| Records supplied |
-*-
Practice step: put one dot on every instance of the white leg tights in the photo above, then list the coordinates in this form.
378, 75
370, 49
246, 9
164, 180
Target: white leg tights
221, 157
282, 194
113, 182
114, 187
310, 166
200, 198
-*-
| Required work |
Copy the lines above word for word, leaving nothing out.

| Output for this exercise |
Practice step: put one dot on every instance of the white leg tights in the photo above, then list the coordinates in this form.
378, 75
370, 49
246, 9
164, 180
Target: white leg tights
221, 157
282, 194
113, 182
114, 187
310, 166
200, 198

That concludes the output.